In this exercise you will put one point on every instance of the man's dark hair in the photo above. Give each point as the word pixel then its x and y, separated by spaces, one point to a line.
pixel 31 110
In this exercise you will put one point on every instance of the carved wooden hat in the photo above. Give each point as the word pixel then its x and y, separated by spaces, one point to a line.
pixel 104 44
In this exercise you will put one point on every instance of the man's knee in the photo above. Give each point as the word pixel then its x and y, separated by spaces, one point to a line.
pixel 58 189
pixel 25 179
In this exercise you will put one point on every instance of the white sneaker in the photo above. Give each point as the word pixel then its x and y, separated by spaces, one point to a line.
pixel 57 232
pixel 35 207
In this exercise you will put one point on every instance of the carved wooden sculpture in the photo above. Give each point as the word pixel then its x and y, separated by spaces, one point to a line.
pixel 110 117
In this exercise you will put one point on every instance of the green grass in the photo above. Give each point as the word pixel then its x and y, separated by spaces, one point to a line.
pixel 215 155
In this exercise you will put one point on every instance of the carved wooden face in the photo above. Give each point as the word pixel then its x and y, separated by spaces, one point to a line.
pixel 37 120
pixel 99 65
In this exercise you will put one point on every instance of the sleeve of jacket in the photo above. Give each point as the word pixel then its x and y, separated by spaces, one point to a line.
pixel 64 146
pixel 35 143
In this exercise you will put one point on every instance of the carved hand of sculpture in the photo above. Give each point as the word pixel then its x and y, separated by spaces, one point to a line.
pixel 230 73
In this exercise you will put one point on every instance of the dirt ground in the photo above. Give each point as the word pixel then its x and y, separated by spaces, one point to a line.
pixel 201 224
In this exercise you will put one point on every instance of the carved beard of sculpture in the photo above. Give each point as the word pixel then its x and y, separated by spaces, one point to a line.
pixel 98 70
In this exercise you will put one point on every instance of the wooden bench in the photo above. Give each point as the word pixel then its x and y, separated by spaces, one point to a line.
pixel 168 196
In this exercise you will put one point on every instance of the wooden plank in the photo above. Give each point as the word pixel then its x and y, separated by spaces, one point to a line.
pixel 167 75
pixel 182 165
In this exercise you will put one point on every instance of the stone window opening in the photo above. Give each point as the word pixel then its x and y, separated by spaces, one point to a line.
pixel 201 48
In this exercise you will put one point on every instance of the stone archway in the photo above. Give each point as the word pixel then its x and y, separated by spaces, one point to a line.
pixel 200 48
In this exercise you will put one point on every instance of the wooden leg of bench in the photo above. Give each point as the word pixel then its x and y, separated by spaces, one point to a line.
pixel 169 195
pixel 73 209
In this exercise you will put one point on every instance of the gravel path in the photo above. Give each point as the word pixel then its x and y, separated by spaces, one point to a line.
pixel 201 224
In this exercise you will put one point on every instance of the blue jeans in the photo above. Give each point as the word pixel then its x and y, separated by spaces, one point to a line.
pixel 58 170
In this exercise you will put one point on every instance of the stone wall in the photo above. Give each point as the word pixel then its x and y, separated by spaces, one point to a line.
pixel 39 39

+---+

*SET PROBLEM*. Please rewrite the entries from the line containing "the wooden leg" through the end of the entries as a two-column CSV with the columns entry and answer. Use one row per entry, put its text and its answer each in one quoted field, and turn line breaks into spaces.

*OUTPUT OF THE TASK*.
entry,answer
"In this exercise you will put one point on every instance of the wooden leg of bench in the photo above. Give each point as the word pixel then its x and y, separated by spaces, one point to a line.","pixel 169 195 pixel 73 209"
"In this exercise you will put one point on every instance of the gravel path in the photo above. Give each point as the word pixel then its x and y, separated by spaces, one point to a line.","pixel 201 224"
"In this exercise you will put one point on every instance of the blue jeans in the photo above. Give each point as the word pixel then its x and y, separated by spaces, one point to a line.","pixel 58 170"
"In this exercise you will put one point on every instance of the stone wall in the photo above. Give each point as the word pixel then its x and y, separated by spaces, one point to a line.","pixel 39 39"